EXERCISE: Recast the listing below as a Markdown table with two columns, Row and Line. Give each line its own numbered row and leave out any blank lines.

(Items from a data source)
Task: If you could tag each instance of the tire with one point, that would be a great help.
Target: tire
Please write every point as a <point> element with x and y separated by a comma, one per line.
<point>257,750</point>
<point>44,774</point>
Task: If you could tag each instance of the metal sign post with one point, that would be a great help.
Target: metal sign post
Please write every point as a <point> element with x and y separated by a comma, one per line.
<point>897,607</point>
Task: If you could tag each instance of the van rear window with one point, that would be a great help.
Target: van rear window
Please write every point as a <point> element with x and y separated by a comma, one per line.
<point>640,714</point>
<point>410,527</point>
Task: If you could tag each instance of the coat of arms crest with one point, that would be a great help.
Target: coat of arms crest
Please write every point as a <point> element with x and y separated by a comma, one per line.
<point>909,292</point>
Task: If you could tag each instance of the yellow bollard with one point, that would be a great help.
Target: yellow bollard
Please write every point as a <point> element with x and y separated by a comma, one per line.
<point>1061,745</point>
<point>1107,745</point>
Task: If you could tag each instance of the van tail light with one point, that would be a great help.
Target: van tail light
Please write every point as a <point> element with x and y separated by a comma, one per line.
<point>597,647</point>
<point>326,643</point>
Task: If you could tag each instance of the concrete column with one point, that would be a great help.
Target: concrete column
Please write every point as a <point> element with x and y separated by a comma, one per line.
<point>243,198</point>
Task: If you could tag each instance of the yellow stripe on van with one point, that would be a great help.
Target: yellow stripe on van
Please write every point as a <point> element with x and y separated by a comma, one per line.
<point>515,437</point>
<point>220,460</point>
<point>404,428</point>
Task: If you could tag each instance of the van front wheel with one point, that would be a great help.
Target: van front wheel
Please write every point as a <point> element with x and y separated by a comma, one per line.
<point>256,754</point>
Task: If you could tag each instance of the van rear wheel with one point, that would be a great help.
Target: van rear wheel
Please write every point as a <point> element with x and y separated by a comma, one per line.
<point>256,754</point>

RESULT OF THE EXERCISE:
| Row | Line |
|---|---|
| 1 | Task: If you could tag each instance of the tire with one point, that would be a great help. |
| 2 | Target: tire |
| 3 | Please write every point as a <point> element with x and y separated by a comma, one per line. |
| 4 | <point>257,750</point> |
| 5 | <point>44,774</point> |
| 6 | Task: If you could tag each instance of the metal sign post with one point, that would be a great help. |
| 7 | Target: metal sign post |
| 8 | Please write every point as a <point> element with x and y separated by a comma, one per line. |
| 9 | <point>897,607</point> |
| 10 | Task: If you could tag each instance of the van rear window with one point, that would be a great help. |
| 11 | Target: van rear window |
| 12 | Please write every point as a <point> element with x and y separated by a comma, one per line. |
| 13 | <point>640,714</point> |
| 14 | <point>410,527</point> |
| 15 | Task: If you could tag each instance of the coat of arms crest with one point, that would be a great help. |
| 16 | Target: coat of arms crest |
| 17 | Please write every point as a <point> element with x and y separated by a comma, one per line. |
| 18 | <point>909,292</point> |
| 19 | Task: If you could tag each instance of the yellow bollard with one point, that would be a great help. |
| 20 | Target: yellow bollard |
| 21 | Please write every point as a <point> element with x and y separated by a comma, one per line. |
| 22 | <point>1061,745</point> |
| 23 | <point>1107,745</point> |
| 24 | Task: If you could tag each instance of the van tail light with one point, that would be a great help. |
| 25 | Target: van tail light |
| 26 | Please write every point as a <point> element with x and y separated by a comma, one per line. |
| 27 | <point>597,647</point> |
| 28 | <point>326,643</point> |
| 29 | Task: If you could tag each instance of the concrete column with one point, that would be a great help. |
| 30 | Target: concrete column |
| 31 | Please write every point as a <point> element with x and y separated by a comma, one per line. |
| 32 | <point>243,198</point> |
| 33 | Task: If you could tag each instance of the yellow stripe on van with one point, that would be a great help. |
| 34 | Target: yellow stripe on van |
| 35 | Please write every point as a <point> element with x and y separated by a comma, one per line. |
| 36 | <point>515,437</point> |
| 37 | <point>220,460</point> |
| 38 | <point>404,428</point> |
| 39 | Task: If you could tag each instance of the van front wheel with one point, that would be a great help. |
| 40 | Target: van front wheel |
| 41 | Please write every point as a <point> element with x and y separated by a comma, one per line. |
| 42 | <point>256,754</point> |
| 43 | Task: If you could tag each instance of the van rear wheel with one point, that would be a great help. |
| 44 | Target: van rear wheel |
| 45 | Please write every point as a <point> element with x and y separated by a comma, one per line. |
| 46 | <point>256,754</point> |